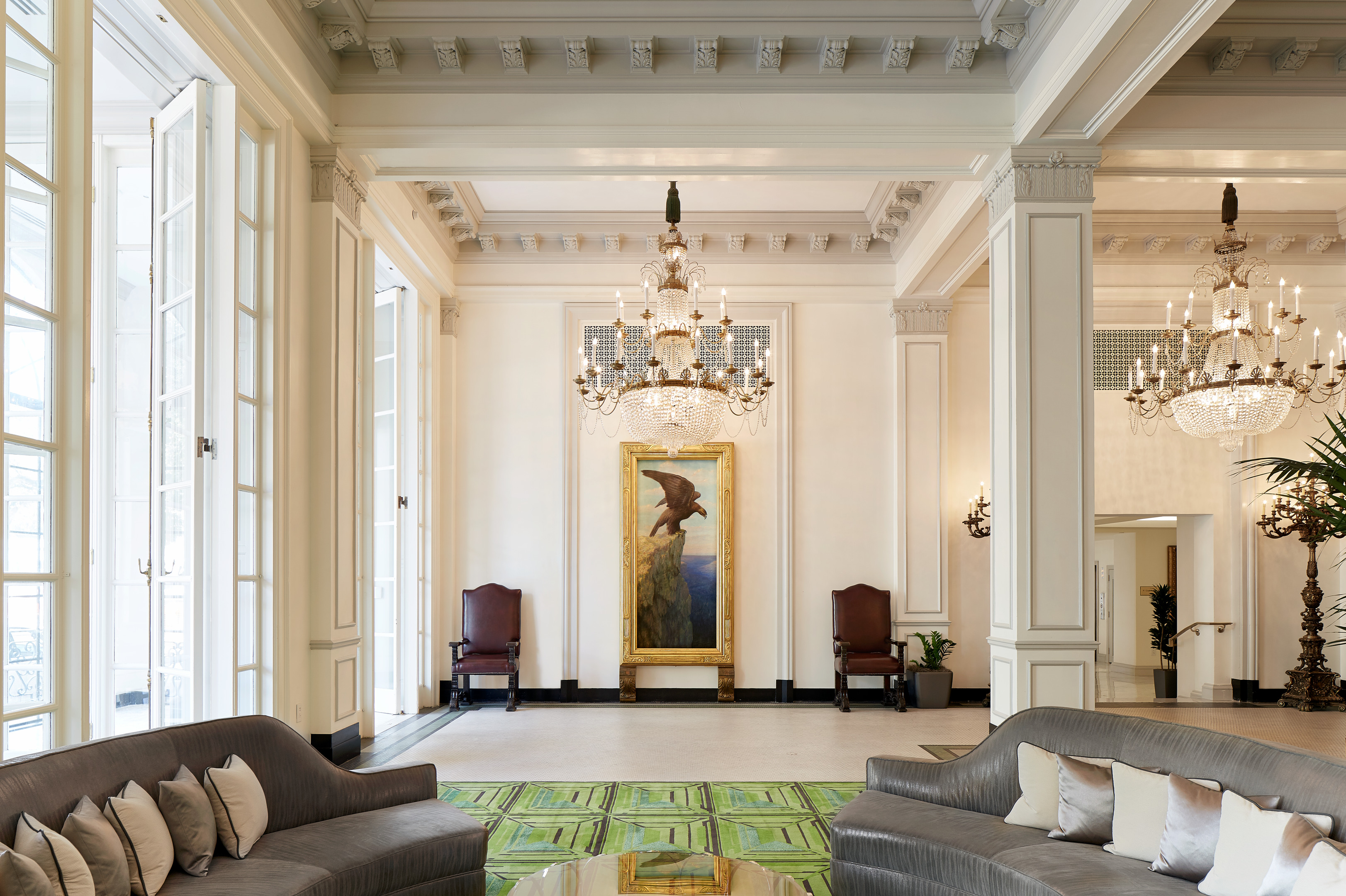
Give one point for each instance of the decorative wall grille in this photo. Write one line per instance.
(638, 350)
(1116, 353)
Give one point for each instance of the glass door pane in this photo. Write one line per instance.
(178, 324)
(387, 314)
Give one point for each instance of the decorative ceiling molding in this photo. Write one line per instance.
(834, 54)
(449, 53)
(1231, 53)
(643, 56)
(578, 56)
(769, 54)
(897, 54)
(515, 56)
(960, 54)
(1292, 56)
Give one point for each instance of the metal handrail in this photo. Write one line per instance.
(1219, 627)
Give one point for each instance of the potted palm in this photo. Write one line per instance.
(932, 682)
(1163, 604)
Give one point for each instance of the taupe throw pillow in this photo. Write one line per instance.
(1192, 829)
(100, 847)
(144, 837)
(192, 821)
(1086, 812)
(1297, 842)
(56, 856)
(240, 805)
(21, 876)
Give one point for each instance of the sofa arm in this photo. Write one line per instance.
(984, 781)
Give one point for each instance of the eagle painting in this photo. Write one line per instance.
(680, 496)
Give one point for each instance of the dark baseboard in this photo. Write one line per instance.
(570, 692)
(341, 746)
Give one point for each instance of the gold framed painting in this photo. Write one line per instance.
(677, 555)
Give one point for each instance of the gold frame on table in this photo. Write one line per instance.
(626, 880)
(723, 652)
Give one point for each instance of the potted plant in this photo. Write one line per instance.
(1163, 604)
(932, 684)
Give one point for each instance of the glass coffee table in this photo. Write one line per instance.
(598, 876)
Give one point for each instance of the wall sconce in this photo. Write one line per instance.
(979, 521)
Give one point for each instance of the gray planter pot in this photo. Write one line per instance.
(932, 689)
(1166, 682)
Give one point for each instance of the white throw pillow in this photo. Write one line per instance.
(1141, 806)
(56, 856)
(144, 836)
(240, 805)
(1325, 872)
(1039, 782)
(1248, 841)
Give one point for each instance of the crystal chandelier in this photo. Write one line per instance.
(688, 381)
(1244, 384)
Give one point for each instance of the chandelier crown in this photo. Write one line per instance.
(679, 399)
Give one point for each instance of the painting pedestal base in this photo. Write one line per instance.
(626, 693)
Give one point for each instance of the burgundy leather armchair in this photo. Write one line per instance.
(862, 643)
(490, 641)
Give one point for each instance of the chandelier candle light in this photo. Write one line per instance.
(1246, 385)
(683, 393)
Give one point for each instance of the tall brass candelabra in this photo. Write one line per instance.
(1313, 685)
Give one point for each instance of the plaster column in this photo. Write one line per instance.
(921, 430)
(1042, 478)
(341, 275)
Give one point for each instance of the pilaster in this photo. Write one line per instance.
(340, 278)
(920, 537)
(1042, 478)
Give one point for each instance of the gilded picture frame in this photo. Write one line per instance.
(677, 547)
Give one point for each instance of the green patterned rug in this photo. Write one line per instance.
(780, 825)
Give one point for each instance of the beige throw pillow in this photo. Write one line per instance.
(240, 806)
(56, 856)
(144, 837)
(1248, 841)
(100, 847)
(1141, 805)
(192, 821)
(1297, 842)
(1192, 829)
(1039, 784)
(21, 876)
(1325, 872)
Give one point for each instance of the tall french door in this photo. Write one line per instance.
(178, 407)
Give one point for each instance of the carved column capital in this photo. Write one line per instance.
(336, 181)
(920, 318)
(1041, 178)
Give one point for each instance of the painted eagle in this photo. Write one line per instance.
(680, 496)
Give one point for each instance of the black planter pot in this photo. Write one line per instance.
(1166, 682)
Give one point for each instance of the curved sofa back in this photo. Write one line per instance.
(987, 778)
(301, 785)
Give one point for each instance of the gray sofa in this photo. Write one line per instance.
(935, 829)
(330, 832)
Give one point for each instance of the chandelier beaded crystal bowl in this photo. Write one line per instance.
(682, 393)
(1246, 385)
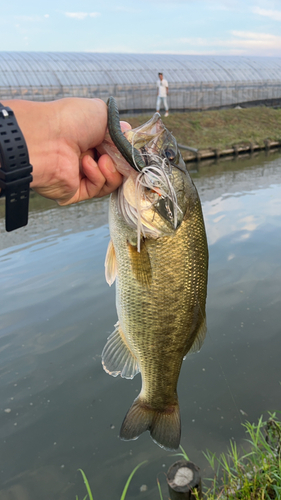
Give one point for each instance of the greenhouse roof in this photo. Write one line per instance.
(56, 69)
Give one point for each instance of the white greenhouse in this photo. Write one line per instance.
(195, 82)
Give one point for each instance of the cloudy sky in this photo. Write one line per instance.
(239, 27)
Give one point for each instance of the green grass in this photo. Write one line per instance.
(221, 128)
(123, 496)
(253, 473)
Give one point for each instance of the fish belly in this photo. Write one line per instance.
(160, 298)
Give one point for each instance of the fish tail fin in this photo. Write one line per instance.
(164, 426)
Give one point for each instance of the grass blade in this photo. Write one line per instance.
(159, 489)
(87, 485)
(129, 480)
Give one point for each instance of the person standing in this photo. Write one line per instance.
(162, 92)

*-*-*

Exercise brief: Copy every entry exactly as written. Pictures are excluded.

Answer to the task:
Give one point for each instance of the decorative wall grille in this photo. Write one line per instance.
(638, 350)
(1116, 353)
Give one point for each instance of the glass door pane in this photo. Write one line per instance.
(178, 324)
(387, 314)
Give one point for each instance of the decorative ceiling molding in this photo. Write one line per instance.
(834, 54)
(449, 53)
(1231, 53)
(643, 56)
(578, 56)
(769, 54)
(897, 54)
(515, 56)
(960, 54)
(1292, 56)
Give one point for each instance of the metal handrail in this photo. Write one line per instance.
(1219, 627)
Give one point for each instance of the potted palm in this photo. Write one line per instance.
(932, 682)
(1163, 604)
Give one point for each instance of the taupe throw pillow in this photo. Write one line per instance.
(1192, 829)
(100, 847)
(144, 837)
(192, 821)
(1086, 812)
(1297, 842)
(56, 856)
(240, 805)
(21, 876)
Give one point for each instance of the sofa arm in this photo. Write one line per instance.
(984, 781)
Give one point for each instance of the eagle painting in this photo. Write one line per instance.
(680, 496)
Give one point for each instance of the dark baseboard in this photo. Write one line per instance.
(570, 692)
(341, 746)
Give one point for each instance of the gold framed painting in this photo. Write one line per instance.
(677, 555)
Give one point for each instance of the gold frame on table in this photo. Write one line per instance.
(626, 880)
(723, 652)
Give one point for each instance of the potted plant in this photo. Write one line per instance.
(1163, 604)
(932, 684)
Give one point for each instance of the glass coffee table in this photo. Write one line per instance.
(598, 876)
Give one point for each instance of the wall sconce in this photo. Write one line per instance.
(979, 521)
Give one point for each instance of the gray planter pot in this photo. Write one line per instance.
(932, 689)
(1166, 682)
Give one point for each instance of the white throw pillow in this photo. Write one line per instance.
(1141, 806)
(56, 856)
(144, 836)
(240, 805)
(1325, 872)
(1039, 782)
(1248, 841)
Give one point for each instance of the crystal chandelier in this photo. Write one line per instance.
(688, 381)
(1244, 384)
Give one point for each instance of the chandelier crown in this photo. Write one line per instance.
(679, 399)
Give one point for each instance of the painting pedestal base in this photo. Write one line per instance.
(626, 693)
Give one point for each instance of the burgundy leather armchair in this photo. Write one line per instance.
(862, 643)
(490, 641)
Give one point for each instance of the chandelier candle light in this photo. Write one line per instance.
(1246, 385)
(683, 393)
Give one point for each instance of the tall brass candelabra in this photo. Write one line per instance.
(1313, 685)
Give one point for each instance of the plaster column in this photo. Write one line per instance.
(921, 430)
(1042, 478)
(341, 275)
Give one point for each instance of the pilaster in this photo. Write one line per instance.
(340, 278)
(920, 537)
(1042, 478)
Give one point for each instance of the gilded picture frame in this photo. Write one line per instance.
(677, 547)
Give one point for each instance of the green patterned rug in this photo. Write one line per instance.
(780, 825)
Give one point for each instance of the beige throw pillow in this photo. Write one line per instance.
(240, 806)
(56, 856)
(144, 837)
(1248, 841)
(100, 847)
(1141, 805)
(192, 821)
(1297, 842)
(1192, 829)
(1039, 784)
(21, 876)
(1325, 872)
Give one point for each instance of the tall french door in this photo. Write one line per instance.
(178, 407)
Give one point for each instance of the carved column capital in this photo. Write one line per instance.
(336, 181)
(920, 318)
(1041, 178)
Give one point for each instance of the painted eagle in this photo. Write one line per instance.
(680, 496)
Give one point for each instance of the black planter pot in this photo. Write one line per instance.
(1166, 682)
Give one point for each instance of the curved sofa back in this photo. Write one line per instance.
(987, 778)
(301, 785)
Give one point for each instance of the gray sofa in this photo. Write one line per instance.
(935, 829)
(330, 832)
Give one point for each instance of the chandelier beaded crystal bowl in this photo. Write one line per instance.
(682, 393)
(1246, 385)
Give one point for each instance of the greenhouse roof in this photo. Write one line per instance.
(56, 69)
Give one point for each instance of the white greenhouse in this photo. Write one line per instance.
(195, 82)
Give one point for each instance of the cloudy sky in this photo. Write one line per instance.
(239, 27)
Give one point for each instance of the green grass in this photo. Write one line per instance.
(221, 128)
(123, 496)
(253, 473)
Give one point for each instance of the fish belly in this photo. Write one line per instance.
(160, 298)
Give one point for each instance of the fish tail fin in this photo. Write one line per instance.
(164, 426)
Give one point for each instance of the grass blade in this photo. Write one line per instance.
(159, 489)
(87, 485)
(129, 480)
Give one point for each instance of the person standing in this photo. Write one line per instance.
(162, 92)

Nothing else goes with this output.